=== Problem description ===
Rewrite all the rows below, replacing "Marks" with "Points" and keeping everything else the same.

Records from a collection:
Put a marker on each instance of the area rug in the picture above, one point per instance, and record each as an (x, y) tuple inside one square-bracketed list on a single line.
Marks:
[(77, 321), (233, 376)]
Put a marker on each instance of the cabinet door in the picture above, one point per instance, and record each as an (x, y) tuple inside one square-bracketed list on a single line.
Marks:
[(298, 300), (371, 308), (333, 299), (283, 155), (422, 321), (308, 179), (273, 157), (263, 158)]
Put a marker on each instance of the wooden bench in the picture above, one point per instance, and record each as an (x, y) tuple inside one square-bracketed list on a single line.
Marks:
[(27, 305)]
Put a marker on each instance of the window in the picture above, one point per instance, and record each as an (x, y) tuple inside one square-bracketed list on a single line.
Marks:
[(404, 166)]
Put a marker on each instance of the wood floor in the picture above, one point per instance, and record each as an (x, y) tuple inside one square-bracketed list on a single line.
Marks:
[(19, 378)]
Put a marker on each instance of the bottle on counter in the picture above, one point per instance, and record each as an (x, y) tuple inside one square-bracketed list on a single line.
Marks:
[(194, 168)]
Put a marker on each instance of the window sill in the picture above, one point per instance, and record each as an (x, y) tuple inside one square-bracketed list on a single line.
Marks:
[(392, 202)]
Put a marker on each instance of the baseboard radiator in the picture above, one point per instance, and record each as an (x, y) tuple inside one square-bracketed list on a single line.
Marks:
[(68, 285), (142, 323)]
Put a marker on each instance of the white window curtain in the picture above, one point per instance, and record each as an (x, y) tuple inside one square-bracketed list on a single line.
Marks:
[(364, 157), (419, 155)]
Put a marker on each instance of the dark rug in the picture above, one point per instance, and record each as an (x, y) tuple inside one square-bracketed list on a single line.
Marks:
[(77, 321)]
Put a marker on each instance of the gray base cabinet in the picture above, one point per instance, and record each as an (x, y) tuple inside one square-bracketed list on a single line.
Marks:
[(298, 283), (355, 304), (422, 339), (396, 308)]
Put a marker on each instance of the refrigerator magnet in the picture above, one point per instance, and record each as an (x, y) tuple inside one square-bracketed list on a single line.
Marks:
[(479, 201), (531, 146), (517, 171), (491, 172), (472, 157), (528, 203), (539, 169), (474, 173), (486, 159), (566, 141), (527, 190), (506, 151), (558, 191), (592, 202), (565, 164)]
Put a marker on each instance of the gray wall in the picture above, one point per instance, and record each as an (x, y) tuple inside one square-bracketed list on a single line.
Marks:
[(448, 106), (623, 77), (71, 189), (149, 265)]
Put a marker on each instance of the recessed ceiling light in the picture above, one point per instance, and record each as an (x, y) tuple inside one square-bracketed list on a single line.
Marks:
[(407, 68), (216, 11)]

=== Response ===
Put a marker on each instance of the area rug in the picture above, one point per instance, and record each as an (x, y) tuple inside one square-bracketed list on a single line.
Points:
[(77, 321), (233, 376)]
Put a marker on each instance of the cabinet door in the picture above, one point per instance, and record each as an (x, y) tuple inside one square-bracketed list on a single line.
Points:
[(298, 300), (371, 308), (333, 299), (283, 155), (422, 321), (308, 179), (273, 157), (263, 158)]
Put a marker on each instance of the wooden bench in the picture above, one point per instance, and record each as an (x, y) tuple inside one square-bracketed list on a single line.
Points:
[(27, 305)]
Put a marker on each instance of the window in the picture above, one point per instance, and record each as an (x, y) tuple inside one square-bracketed list on a single line.
Points:
[(404, 166)]
Put a marker on each instance of the wood floor in the picture above, one point per instance, and record each as an (x, y) tuple inside one square-bracketed list on a single line.
Points:
[(19, 378)]
Put a marker on each instance of the bottle on counter in the picture above, one point per instance, and record each as an (x, y) tuple inside one square-bracketed list on a single line.
Points:
[(194, 168)]
Put a marker on each instance of the window sill in the picture above, one point per instance, and record each as an (x, y) tuple inside one square-bracketed list on a single line.
Points:
[(392, 202)]
Put a marker on each instance of the baseboard radiator in the picture above, one point per instance, and record each as an (x, y) tuple inside one square-bracketed list on a single line.
Points:
[(68, 285), (142, 323)]
Put a marker on each instance of the white window curtain in the picture above, one point per instance, and record each as an (x, y) tuple inside one square-bracketed list on a single line.
Points:
[(364, 157), (419, 155)]
Put a marker on each instance of the dark rug in the picture above, one point per instance, and record each as an (x, y) tuple inside one square-bracketed list on a single line.
Points:
[(77, 321)]
Put a marker on each instance of the gray base cabinet in the picture above, one point per instance, and record each as an (x, y) tuple inside one square-bracketed list on a single line.
Points:
[(298, 283), (355, 304), (422, 339), (396, 308)]
Put a marker on each instance of the refrigerator magnet in the picture above, one point per instance, and record each as an (x, y) tuple inside one square-bracketed list on a single line.
Points:
[(479, 201), (531, 146), (517, 171), (491, 172), (472, 157), (528, 203), (539, 169), (474, 173), (486, 159), (566, 141), (527, 190), (506, 151), (558, 191), (592, 202), (565, 164)]
Put a marker on each instance of the gray wall in the picture above, one point per instance, and record each as an (x, y) tuple inside one square-bracketed list on a single line.
Points:
[(448, 106), (623, 77), (71, 189), (149, 265)]
Put a marker on each instance of the recessed ceiling light in the picture above, one point per instance, and record each as an (x, y) tuple inside one square-bracketed list on a single line.
Points:
[(407, 68), (216, 11)]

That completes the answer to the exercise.